_Your task_. Reproduce the data below verbatim, line by line, and omit the pictures from your output.

+--

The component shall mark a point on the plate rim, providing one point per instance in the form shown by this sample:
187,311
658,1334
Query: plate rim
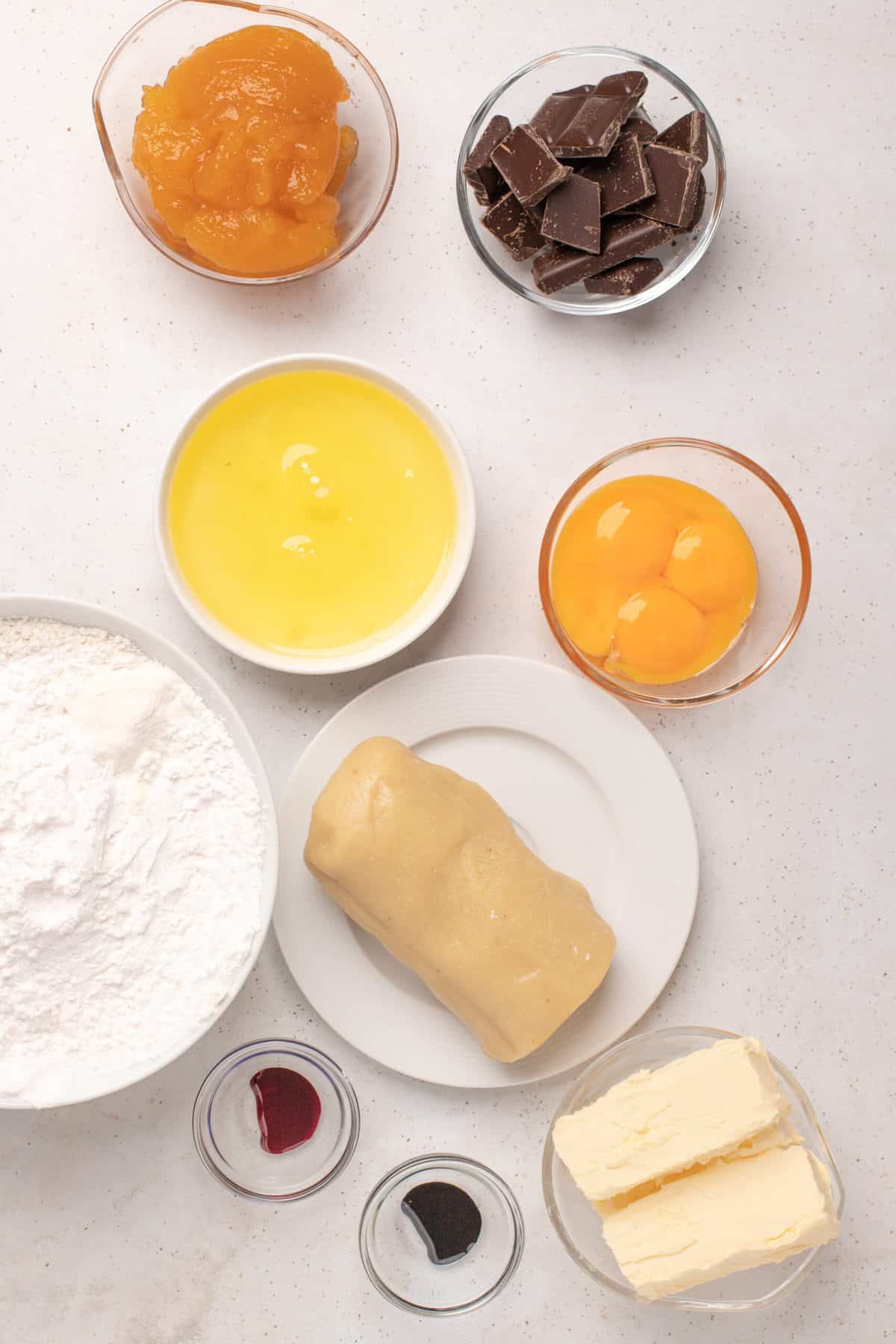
615,709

+--

_In response_.
The component shall mark a point on the plate rim, providing one point per instance in the form shown by this sample:
187,311
658,1334
Query: plate rim
615,709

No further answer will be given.